_Task directions_
Apart from the pictures, every entry below should be repeated exactly.

***** Extracted entries

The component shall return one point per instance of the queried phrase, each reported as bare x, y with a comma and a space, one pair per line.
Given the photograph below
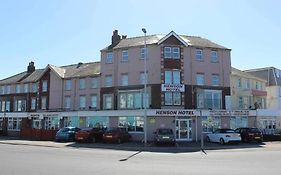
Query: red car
118, 135
89, 135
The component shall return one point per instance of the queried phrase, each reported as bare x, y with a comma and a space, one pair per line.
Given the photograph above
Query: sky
62, 32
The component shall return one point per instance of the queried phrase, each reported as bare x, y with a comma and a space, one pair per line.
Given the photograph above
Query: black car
250, 134
66, 134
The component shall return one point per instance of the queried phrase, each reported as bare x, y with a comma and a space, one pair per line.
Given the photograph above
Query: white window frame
124, 79
199, 54
109, 58
214, 56
108, 81
67, 102
82, 101
68, 85
44, 86
94, 101
82, 83
125, 56
200, 79
215, 79
94, 83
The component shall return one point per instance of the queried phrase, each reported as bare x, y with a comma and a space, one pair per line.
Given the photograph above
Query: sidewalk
138, 146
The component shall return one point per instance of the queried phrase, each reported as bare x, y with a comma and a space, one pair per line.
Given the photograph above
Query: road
36, 160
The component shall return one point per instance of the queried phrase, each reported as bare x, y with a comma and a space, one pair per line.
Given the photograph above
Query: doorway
184, 129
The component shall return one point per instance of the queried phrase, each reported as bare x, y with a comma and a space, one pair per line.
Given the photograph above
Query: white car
223, 136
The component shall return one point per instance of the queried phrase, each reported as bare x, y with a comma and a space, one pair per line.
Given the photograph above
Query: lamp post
145, 88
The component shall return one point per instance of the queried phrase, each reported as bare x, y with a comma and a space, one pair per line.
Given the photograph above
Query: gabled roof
172, 33
194, 41
68, 71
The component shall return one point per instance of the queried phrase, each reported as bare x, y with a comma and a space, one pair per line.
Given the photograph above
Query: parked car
118, 135
250, 134
223, 136
164, 135
89, 134
66, 134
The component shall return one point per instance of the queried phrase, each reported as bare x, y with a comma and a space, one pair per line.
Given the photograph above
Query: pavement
138, 146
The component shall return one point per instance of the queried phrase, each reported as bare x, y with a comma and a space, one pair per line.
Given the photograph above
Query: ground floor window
132, 123
14, 124
211, 123
238, 122
51, 122
71, 121
100, 122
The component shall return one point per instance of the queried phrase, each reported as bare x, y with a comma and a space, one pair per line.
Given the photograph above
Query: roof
155, 39
68, 71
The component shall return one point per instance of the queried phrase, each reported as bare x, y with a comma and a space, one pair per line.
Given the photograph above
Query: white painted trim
175, 35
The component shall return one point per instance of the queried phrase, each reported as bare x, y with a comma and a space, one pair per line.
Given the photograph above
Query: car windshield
255, 130
165, 131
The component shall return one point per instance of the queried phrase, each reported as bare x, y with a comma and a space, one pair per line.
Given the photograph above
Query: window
82, 101
143, 52
67, 102
109, 57
8, 89
167, 52
68, 85
142, 78
82, 84
19, 105
238, 122
33, 103
209, 99
124, 79
94, 101
172, 98
26, 90
172, 52
94, 82
51, 122
125, 55
14, 124
43, 102
247, 84
44, 86
108, 102
214, 57
34, 87
130, 100
200, 79
172, 77
215, 80
18, 86
176, 52
211, 123
199, 54
108, 80
132, 123
239, 85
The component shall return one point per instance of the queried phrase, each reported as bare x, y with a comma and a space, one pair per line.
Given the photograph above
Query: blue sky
61, 32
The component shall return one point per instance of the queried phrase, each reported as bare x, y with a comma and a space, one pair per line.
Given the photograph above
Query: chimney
115, 39
30, 67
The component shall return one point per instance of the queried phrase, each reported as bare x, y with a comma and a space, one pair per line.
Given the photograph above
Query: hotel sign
172, 88
179, 112
229, 112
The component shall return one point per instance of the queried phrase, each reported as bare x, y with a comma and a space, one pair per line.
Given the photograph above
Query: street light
145, 88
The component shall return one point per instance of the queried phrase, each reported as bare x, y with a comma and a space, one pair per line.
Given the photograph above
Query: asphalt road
36, 160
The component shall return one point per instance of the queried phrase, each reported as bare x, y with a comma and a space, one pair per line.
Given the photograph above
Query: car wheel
221, 141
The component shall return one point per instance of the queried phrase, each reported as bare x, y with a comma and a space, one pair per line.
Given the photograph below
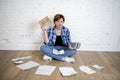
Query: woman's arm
69, 40
45, 34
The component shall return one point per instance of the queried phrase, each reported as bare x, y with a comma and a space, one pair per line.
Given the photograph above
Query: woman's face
59, 23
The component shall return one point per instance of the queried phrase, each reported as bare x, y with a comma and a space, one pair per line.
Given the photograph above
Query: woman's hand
70, 47
43, 29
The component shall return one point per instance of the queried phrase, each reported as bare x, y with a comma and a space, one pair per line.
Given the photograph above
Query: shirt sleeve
68, 37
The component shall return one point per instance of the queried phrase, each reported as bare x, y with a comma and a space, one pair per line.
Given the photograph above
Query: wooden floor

**********

_Written response_
The component shall return one point per instance of the queried phrase, each reported as bare x, y with a comma and a space, one pair per line.
Given the photograph below
Query: red car
118, 135
89, 135
The component shall return one point per instance of the queried phrase, each reported as bare x, y with a comma and a space, one pair per line.
Given the photograph above
Query: sky
62, 32
The component shall return one point per instance of the queried phrase, each reported as bare x, y with a comma and a space, one pair per line.
Given the photograph above
Query: black car
250, 134
66, 134
The component shall return one point per instance of the queried phrase, each reported as bare x, y with a comma and a space, one pair per line.
Given the photograph above
Query: white window frame
124, 79
199, 54
109, 58
214, 56
108, 81
67, 102
82, 101
68, 85
44, 86
94, 101
82, 83
125, 56
200, 79
215, 79
94, 83
The component shall return one point per instance of the queried phrase, each reported as bare x, y with a comma and a space, one pair per line.
Given the photograph above
Query: sidewalk
138, 146
The component shall return one point per instance of the queried phrase, each reported as bare x, y with a comma and a space, one pair per line.
Given the photograph above
Query: road
36, 160
The component shall return one point per instance of the queried phrase, each reported as bare x, y with a comma and a space, one pair per line.
Given the photograph above
Query: doorway
184, 129
The component shall return one point per instance of the queried phrase, each reported as bare x, y with a comma and a space, one pair per line.
Given the photograph above
Query: white car
223, 136
The component shall return one point per instance of the queried phrase, each reported as bare x, y with a comma and a space, one pair per line.
Given the photograph above
Query: lamp post
145, 88
The component shall return one point per instance of the queried phrase, each reported as bare x, y with a comma and a space, one pair per line.
Given the photograph above
Query: gabled roof
172, 33
194, 41
68, 71
The component shall return one point per instance of the queried phrase, each reported as bare x, y with a comma and a space, one pair per line.
Given the photograph above
Query: parked car
118, 135
250, 134
223, 136
164, 135
89, 134
66, 134
The component shall return one point per instance of the queried phrase, each reported as bare x, y with a comma and a space, one pair per line.
Given the photograph above
Query: pavement
138, 146
The component shall return one point per instance of the queried phrase, each reported as bare x, y with a comma and a space, one pair per line.
Given the photograph above
Query: ground floor window
132, 123
14, 124
211, 123
238, 122
51, 122
71, 121
100, 122
The component shall return one point per instance of the queried phrase, each reported as bare x, y with a comma and a space, one pair per line.
Given the photograph above
Query: roof
155, 39
68, 71
The component shall return one point per instance of the queried phrase, each reported as bare x, y with a comma and a space, one pair per line.
Given the photograph above
Query: white painted trim
175, 35
The component shall return one point per instance of the queried phrase, each reported as bare x, y with a comma and a space, one pair per line.
Given the photograph above
Query: car windshield
255, 130
165, 131
The component shall return one point per instance of the queried phrase, each reported as bare x, y with a comma and a space, one pair per line.
Given the photograph above
Query: window
82, 101
143, 52
67, 102
109, 57
8, 89
167, 52
68, 85
142, 78
82, 84
19, 105
238, 122
33, 103
209, 99
124, 79
94, 101
172, 98
26, 90
172, 52
94, 82
51, 122
125, 55
14, 124
43, 102
247, 84
44, 86
108, 102
214, 57
34, 87
130, 100
200, 79
172, 77
215, 80
18, 86
176, 52
211, 123
199, 54
108, 80
132, 123
239, 85
The component shall return one point per instance of the queried phrase, each reported as bare x, y with a comma and a space, one pair per line.
Given the photograph above
Query: blue sky
61, 32
The component shall return one point per instance of the queried phrase, each reported as bare x, y with a comma and a space, one pair per line.
Given the photograph above
Query: chimney
115, 39
30, 67
The component shall return one point per instance of the queried phrase, each reported as bare x, y with a comma and a space, one pair per line.
Given the photograph above
Query: hotel sign
172, 88
179, 112
229, 112
The component shall return one point per instance of the queried phrase, each reported as bare x, y with a comma and a space, one pair per line.
Given the photograph above
Query: street light
145, 88
The component shall return one point per instance of the queried phrase, each reported as bare x, y with a comma and a space, one pair per line.
Given the photograph above
Query: asphalt road
36, 160
The component shall return one point per instance of the queried phrase, each reported as bare x, y with a comma and a space, one pair per line.
Given the photograph above
Query: car wheel
221, 141
The component shall return one point per instance of the queried phrase, each reported as bare x, y with a comma and a space, one pair per line.
Given the photograph below
Query: woman's arm
69, 40
45, 34
The component shall return one point per instance of the queried phrase, each reported as bare x, y with a comma and a space, one pair per line.
Given the photograph above
Query: woman's face
59, 23
The component shall return one point per instance of the queried phrase, each reported as bare x, y with a comma and a space, one pair per line.
Given the photograph above
Query: woman's hand
70, 47
43, 29
The component shall return one point per instance of the queried phrase, each reported as bare x, y with a comma and a space, one pair per line.
Given the photograph above
Query: shirt sleeve
68, 37
The component shall return one point per instance of the queried phrase, each reported as bare x, y with a comma and a space, one pair per line.
Given the photograph above
Query: wooden floor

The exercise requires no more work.